Named after its manner of hunting food, the Angler Fish uses a special protrusion from its head, aided by the ability to bio-luminesce, as a false lure to an unwitting target. If prey happens to move anywhere near the Angler Fish’s lure, its jagged teeth-lined mouth snaps shut like a bear trap.
#6 — Goblin Shark
Having been discovered in recent years, there is still little known about the Goblin Shark as most of them do not survive long enough to be studied. However, with what is known about them, these monsters of the deep have earned quite a reputation from us land-dwellers.
With a paddle-like snout and teeth that seem to point out in all directions, this underwater goblin’s retractable jaws give it the ability to devour its prey in an instant; and if its dinner is a little bit out of reach, the Goblin Shark can suck in water, drawing food right into its mouth like a vacuum.
#5 — Sarcastic Fringehead
No, we are not making this one up. The Sarcastic Fringehead is a seemingly harmless fish that spans about a foot long.
However, when provoked or agitated, this fish opens up its extremely wide mouth to intimidate would-be predators. To give you an idea of how terrifying this looks, the Sarcastic Fringehead can be likened to Jurassic Park’s Dilophosaurus minus the venom spitting and hissing. And yes, they do have sharp teeth that they are not afraid to use.
#4 — Frilled Shark
One of the oldest living things to swim our oceans, the Frilled Shark dates its species back to 80 million years which is why it is considered to be a living fossil by marine biologists.
These extremely rare creatures are not really sharks but large species of eels that can grow up to 2 meters in length. Even more interesting about these creatures is that several cultures believe that these are ancestors sea monsters that terrorized the oceans in several myths and legends.
#3 — Giant Isopod
Generally harmless, the Giant Isopod is a massive crustacean that could grow up to two and a half feet in length. Closely resembling a pill bug, the Giant Isopod looks like a creature that crash landed from an alien planet at first glance.
Quietly living at the bottom of the ocean, they are pretty much like their cousins the crab and lobster when it comes to diet: they are mostly scavengers and would rather eat pieces of dead animals than go out on the hunt.
#2 — Giant Squid
No other sea creature has been so popular in myth, legend, and popular culture than the Giant Squid.

(SUPPLIED INFORMATION):
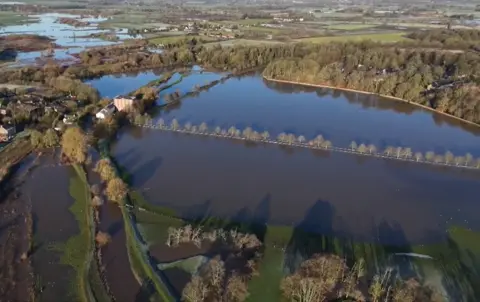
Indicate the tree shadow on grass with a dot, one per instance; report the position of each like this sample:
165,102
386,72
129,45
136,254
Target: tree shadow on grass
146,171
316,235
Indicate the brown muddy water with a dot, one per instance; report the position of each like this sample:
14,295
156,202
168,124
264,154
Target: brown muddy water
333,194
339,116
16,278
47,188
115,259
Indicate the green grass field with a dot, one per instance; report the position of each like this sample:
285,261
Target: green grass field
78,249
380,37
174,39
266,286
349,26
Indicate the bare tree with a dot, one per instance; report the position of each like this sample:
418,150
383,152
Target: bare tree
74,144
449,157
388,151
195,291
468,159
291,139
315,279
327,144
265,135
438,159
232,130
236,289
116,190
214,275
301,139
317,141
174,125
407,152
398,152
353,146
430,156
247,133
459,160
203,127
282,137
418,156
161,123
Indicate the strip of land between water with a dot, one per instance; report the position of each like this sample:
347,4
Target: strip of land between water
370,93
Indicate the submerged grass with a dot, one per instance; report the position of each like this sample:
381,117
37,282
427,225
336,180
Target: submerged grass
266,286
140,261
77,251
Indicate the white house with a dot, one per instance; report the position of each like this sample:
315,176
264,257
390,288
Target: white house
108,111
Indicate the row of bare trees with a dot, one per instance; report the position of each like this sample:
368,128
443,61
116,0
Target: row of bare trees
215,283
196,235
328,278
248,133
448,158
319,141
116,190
--
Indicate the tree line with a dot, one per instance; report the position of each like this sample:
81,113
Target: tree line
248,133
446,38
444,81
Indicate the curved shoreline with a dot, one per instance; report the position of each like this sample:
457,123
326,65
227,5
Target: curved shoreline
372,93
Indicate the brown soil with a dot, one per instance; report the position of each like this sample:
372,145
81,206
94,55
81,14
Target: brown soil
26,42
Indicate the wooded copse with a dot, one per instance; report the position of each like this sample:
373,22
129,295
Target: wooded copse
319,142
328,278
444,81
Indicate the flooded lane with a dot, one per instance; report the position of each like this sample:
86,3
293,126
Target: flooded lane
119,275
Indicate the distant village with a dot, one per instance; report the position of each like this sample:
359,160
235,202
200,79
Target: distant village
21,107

(PROBLEMS TO SOLVE):
1. According to the sea creatures article, how long can the Giant Isopod grow?
2. Copy the sea creatures article word for word, everything from "#4 — Frilled" down to "by marine biologists.".
3. Pick up the sea creatures article after its last sentence and keep writing it.

(ANSWERS TO THE EXERCISE):
1. Up to two and a half feet in length.

2.
#4 — Frilled Shark
One of the oldest living things to swim our oceans, the Frilled Shark dates its species back to 80 million years which is why it is considered to be a living fossil by marine biologists.

3.
Stories about a Kraken-like monster with giant tentacles tearing ships apart and devouring seafarers in the middle of a tempest have become a staple in many cultures. However, while the Giant Squid is indeed a giant, it is not as colossal as the myths would put it.
Up until a few years back, the Giant Squid has been an elusive creature that has never been photographed in the wild. Most of the Giant Squids that we come into contact with are corpses that have been washed ashore or have been caught in fishing nets.
But that does not discount how terrifying this cephalopod can be. These creatures can weigh up to 440 pounds and have eyes that can grow up to 10 inches in diameter. Also, after a live specimen has recently been discovered and captured in 2006, the Giant Squid has a bit of a temper and has been known to pull on people’s diving masks unprovoked.
#1 — Blue Ringed Octopus
We do not immediately associate octopi as dangerous or deadly compared to the creatures we have on this list. However, one species of octopus does stand out from the rest as it silently slinks and skulks in the dark.
The Blue Ringed Octopus may be less imposing and less intimidating. It may not have sharp fangs or retractable jaws but it does have one of the most potent venoms in the animal kingdom and is not afraid to use it when provoked or cornered by another animal. Their venom has no known antidote, so should a human come across one of these eight-legged creatures, a shark bite may seem less horrifying.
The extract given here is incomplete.